> **TASK BRIEF**
Pick out each line in the records below that contains the word "leaf", and copy those lines.
## Begin LISTING
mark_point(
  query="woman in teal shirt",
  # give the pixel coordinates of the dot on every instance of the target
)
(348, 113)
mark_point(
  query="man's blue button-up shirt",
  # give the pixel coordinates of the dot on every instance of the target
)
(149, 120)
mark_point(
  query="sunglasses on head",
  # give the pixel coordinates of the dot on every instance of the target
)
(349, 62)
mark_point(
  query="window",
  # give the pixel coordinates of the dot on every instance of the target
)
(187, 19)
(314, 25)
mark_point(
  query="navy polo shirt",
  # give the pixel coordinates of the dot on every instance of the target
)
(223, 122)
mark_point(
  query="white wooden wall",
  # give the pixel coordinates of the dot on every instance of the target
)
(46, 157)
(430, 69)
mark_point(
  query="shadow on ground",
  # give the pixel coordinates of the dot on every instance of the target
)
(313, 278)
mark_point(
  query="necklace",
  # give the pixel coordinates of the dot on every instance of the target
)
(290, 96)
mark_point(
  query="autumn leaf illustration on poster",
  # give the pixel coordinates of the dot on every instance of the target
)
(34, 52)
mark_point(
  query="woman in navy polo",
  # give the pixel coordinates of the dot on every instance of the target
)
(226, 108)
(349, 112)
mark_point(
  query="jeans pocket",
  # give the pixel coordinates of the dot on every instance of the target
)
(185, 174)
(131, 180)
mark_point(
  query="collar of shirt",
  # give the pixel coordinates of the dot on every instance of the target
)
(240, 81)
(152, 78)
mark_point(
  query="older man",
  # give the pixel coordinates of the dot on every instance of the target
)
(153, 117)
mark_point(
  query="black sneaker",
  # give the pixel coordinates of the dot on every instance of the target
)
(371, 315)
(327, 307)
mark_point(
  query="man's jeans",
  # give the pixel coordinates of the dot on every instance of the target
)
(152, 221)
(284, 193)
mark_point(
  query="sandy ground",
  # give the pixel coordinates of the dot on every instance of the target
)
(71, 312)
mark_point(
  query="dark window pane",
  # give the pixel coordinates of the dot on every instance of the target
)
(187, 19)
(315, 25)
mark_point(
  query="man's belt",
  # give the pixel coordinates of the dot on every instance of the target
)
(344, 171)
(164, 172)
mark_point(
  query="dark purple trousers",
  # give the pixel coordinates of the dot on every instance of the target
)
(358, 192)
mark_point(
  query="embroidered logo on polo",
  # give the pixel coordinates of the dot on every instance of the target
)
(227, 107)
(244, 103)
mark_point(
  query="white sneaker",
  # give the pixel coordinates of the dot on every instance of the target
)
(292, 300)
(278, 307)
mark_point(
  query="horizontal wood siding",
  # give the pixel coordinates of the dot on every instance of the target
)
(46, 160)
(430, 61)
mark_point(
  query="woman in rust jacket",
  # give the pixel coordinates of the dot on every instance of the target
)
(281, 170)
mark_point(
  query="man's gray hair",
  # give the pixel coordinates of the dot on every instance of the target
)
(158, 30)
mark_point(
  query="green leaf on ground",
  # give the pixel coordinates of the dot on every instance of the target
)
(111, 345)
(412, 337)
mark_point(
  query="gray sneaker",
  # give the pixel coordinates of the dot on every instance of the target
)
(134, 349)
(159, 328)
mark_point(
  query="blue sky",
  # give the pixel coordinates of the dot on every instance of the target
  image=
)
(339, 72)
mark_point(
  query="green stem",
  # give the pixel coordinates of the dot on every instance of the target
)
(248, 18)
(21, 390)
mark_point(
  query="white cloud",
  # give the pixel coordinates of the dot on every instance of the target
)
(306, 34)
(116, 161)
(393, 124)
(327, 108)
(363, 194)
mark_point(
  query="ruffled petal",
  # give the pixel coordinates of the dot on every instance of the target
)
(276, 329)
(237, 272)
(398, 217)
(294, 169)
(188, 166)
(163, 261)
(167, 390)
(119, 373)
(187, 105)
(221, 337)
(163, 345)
## End LISTING
> **ANSWER IN FULL**
  query="autumn leaf illustration on poster",
  query="green leaf on ground",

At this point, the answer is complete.